RECORD EXCERPTS
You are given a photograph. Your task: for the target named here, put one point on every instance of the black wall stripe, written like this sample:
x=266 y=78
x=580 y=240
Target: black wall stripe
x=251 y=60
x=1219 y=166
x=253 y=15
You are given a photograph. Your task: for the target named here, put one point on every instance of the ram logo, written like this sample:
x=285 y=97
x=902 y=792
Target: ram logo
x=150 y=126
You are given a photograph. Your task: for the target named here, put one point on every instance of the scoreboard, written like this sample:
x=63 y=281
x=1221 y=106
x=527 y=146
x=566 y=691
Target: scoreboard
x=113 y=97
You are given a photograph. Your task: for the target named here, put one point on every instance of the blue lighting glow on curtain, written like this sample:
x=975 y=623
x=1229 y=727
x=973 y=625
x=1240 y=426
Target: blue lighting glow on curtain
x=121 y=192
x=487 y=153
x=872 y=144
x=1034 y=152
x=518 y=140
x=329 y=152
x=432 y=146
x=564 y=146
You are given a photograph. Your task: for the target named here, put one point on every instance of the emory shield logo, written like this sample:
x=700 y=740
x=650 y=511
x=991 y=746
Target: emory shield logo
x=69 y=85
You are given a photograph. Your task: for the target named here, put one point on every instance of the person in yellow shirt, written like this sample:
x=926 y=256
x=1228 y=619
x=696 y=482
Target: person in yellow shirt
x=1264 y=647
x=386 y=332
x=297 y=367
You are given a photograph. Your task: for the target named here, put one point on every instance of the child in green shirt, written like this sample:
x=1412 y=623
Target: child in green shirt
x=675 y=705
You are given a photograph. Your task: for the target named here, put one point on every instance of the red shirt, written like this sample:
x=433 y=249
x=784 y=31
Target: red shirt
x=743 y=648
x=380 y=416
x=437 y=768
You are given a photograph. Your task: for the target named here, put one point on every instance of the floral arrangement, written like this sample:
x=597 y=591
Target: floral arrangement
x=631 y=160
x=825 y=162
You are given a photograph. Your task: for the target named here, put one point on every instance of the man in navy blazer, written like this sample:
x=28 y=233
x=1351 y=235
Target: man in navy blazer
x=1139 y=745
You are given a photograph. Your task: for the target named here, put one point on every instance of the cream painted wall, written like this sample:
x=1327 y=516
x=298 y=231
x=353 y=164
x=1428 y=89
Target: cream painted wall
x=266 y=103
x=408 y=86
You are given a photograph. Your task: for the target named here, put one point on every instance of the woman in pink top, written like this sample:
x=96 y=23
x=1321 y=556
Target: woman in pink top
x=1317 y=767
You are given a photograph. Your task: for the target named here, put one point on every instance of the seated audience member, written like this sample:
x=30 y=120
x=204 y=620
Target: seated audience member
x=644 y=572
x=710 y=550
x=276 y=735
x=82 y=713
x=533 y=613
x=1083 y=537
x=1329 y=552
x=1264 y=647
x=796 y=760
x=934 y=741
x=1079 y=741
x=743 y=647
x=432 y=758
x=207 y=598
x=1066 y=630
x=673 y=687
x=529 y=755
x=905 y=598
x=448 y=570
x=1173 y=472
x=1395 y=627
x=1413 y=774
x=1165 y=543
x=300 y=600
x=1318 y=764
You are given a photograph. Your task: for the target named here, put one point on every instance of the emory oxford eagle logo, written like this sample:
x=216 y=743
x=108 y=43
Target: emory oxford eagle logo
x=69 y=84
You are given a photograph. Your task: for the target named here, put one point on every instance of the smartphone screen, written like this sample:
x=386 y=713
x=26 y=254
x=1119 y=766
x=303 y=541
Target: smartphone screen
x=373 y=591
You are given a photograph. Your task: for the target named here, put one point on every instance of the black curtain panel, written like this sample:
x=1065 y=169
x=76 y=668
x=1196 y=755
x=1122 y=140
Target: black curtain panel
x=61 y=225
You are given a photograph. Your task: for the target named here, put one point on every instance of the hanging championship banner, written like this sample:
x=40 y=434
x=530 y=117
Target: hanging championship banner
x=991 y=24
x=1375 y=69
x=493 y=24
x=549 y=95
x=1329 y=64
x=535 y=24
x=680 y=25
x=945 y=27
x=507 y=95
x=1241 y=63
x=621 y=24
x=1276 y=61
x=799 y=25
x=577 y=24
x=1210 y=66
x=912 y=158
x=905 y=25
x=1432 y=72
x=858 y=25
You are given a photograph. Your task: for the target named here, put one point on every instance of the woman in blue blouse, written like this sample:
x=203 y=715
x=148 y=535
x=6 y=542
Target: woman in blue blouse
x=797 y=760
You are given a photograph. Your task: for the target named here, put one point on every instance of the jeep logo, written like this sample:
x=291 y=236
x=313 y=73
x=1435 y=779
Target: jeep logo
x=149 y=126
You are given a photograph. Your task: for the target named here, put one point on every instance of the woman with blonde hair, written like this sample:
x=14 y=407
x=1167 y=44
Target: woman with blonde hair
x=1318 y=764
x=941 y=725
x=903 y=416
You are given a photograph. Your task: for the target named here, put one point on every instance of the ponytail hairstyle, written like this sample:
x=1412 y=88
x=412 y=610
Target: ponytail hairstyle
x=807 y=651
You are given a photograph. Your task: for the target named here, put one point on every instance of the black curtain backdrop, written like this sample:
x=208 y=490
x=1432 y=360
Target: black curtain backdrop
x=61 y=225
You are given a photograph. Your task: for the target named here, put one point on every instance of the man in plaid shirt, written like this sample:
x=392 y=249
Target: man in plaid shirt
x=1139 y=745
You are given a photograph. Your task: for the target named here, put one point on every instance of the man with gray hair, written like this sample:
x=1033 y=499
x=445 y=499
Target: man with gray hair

TASK STATEMENT
Recast as a Markdown table with the columns No. and Line the lines above, starting with the line that contains "pink top, written" and going on through the line that contains "x=1317 y=767". Give each line a number and leave out any blank lines.

RESULT
| No. | Line |
|---|---|
| 1 | You are given a photograph. Your task: for the target named here, put one point on every instance of the woman in pink top, written like this sample: |
| 2 | x=96 y=23 |
| 3 | x=1321 y=556 |
| 4 | Target: woman in pink top |
| 5 | x=1317 y=767 |